[start DATA PROVIDED]

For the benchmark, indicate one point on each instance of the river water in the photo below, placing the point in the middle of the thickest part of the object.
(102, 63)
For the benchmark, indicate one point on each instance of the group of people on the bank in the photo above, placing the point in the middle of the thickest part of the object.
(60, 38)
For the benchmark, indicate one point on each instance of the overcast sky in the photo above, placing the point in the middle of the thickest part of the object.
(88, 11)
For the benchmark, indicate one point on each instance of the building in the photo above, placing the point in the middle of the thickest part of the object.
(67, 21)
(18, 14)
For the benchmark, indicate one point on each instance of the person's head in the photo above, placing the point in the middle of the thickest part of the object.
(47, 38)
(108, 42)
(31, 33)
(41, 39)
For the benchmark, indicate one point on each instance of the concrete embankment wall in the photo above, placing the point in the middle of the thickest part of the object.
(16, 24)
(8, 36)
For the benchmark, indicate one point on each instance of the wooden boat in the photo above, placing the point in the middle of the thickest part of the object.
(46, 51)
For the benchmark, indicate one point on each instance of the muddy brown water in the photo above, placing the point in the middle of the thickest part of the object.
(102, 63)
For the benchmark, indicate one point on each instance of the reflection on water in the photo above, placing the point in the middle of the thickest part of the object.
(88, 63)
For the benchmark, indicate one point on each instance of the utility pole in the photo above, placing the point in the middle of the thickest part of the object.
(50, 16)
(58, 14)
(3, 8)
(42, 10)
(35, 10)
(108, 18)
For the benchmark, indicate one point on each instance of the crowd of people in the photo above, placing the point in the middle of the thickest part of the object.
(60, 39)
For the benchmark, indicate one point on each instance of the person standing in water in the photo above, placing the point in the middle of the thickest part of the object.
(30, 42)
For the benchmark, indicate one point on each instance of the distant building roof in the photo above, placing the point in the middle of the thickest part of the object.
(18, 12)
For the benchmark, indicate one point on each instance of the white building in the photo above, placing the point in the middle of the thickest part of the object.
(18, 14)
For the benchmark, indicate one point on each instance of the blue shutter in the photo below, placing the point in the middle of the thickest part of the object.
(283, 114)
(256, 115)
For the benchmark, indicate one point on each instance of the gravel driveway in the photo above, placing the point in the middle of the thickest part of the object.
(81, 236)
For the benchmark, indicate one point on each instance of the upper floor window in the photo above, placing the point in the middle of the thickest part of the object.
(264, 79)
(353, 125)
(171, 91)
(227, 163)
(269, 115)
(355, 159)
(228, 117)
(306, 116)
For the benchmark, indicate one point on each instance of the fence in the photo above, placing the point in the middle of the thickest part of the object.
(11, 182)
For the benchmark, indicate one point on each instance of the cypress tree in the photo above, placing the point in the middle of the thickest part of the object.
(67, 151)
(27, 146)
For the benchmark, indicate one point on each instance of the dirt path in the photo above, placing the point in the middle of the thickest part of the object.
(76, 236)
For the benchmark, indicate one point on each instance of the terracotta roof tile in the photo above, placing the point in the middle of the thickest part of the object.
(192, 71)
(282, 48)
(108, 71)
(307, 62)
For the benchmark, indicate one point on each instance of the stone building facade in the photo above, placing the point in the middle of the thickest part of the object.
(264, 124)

[end DATA PROVIDED]

» **TO BE DONE**
Please return every line of the material above without changing anything.

» **RESULT FOR THIS TASK**
For the benchmark, indicate one point on each instance of the river water in the photo below, placing the point in the middle of the thickest part of the object.
(102, 63)
For the benchmark, indicate one point on each instance of the group of people on the bank in the photo above, placing the point in the middle of the thickest part of the object.
(60, 38)
For the benchmark, indicate one point on each instance of the overcast sky in the photo above, placing the point in the middle of the thickest part of the object.
(88, 11)
For the benchmark, indicate one point on each instance of the building in the photo above, placing the point in the middle of the thickest part of the object.
(67, 21)
(18, 14)
For the benchmark, indicate one point on each instance of the person's head in the photo above, placing the point in the middle of the thickest part of the object.
(47, 38)
(108, 42)
(31, 33)
(41, 39)
For the benchmark, indicate one point on each instance of the concrete embankment wall in the photo above, placing the point in the middle of the thickest part of the object.
(16, 24)
(8, 36)
For the benchmark, indicate one point on each instance of the wooden boat in the photo above, placing the point in the middle of the thickest part of the object.
(46, 51)
For the benchmark, indicate one point on each instance of the muddy brown water in the photo above, placing the point in the middle of the thickest part of the object.
(102, 63)
For the benchmark, indicate one point on each instance of the reflection on water in the photo above, placing the point in the middle of the thickest part of the object.
(88, 63)
For the benchmark, indicate one point on each instance of the utility pole in the photo above, placing the point in the middle of the thickest part of the object.
(50, 16)
(58, 14)
(3, 8)
(42, 10)
(35, 10)
(108, 18)
For the benchmark, indicate one point on each instance of the crowd of people in the photo above, placing the point in the middle of the thickest part of the object.
(60, 39)
For the benchmark, indicate one point on each instance of the person standing in water in the photo above, placing the point in the middle of the thickest part of the object.
(30, 42)
For the benchmark, indicate one point on each instance of the distant building roof in the photo above, placing the point in the middle of the thickest part of the object.
(18, 12)
For the benchmark, indicate one point on each instance of the white building in the photo above, placing the point in the middle of the thickest part of the object.
(18, 14)
For the benchmark, indicate one point on each instance of the blue shutter in the photo below, placing the point in the middle of the thickest part of the object.
(283, 114)
(256, 115)
For the benchmark, indicate one point on each instance of the gravel driveway in the photo above, placing the point in the middle of the thickest part of the object.
(81, 236)
For the benchmark, indicate one point on each instance of the upper floor window in the photo above, placing the point in the middle of the thickest part of the object.
(264, 79)
(353, 125)
(171, 91)
(227, 163)
(269, 115)
(355, 159)
(228, 117)
(306, 116)
For the benchmark, indicate one point on each instance of the fence in the photo above, placing the point in the middle of the thickest part of the object.
(11, 182)
For the benchmark, indicate one point on each instance of the cypress tree in the photo above, placing the point in the middle of the thickest part of the object.
(67, 151)
(27, 146)
For the benchmark, indicate one point on each instance of the dirt path in the photo above, placing the point in the middle of the thickest part of the object.
(76, 236)
For the benchmark, indicate one point on each instance of the terracotta roof tile in the photo above, placing the point in the middle of the thickest part of the object.
(192, 71)
(282, 48)
(108, 71)
(307, 62)
For the benchmark, indicate one point on each instance of the stone building facade in the photo above, placing the point in the middle of the thickest part of the object.
(264, 124)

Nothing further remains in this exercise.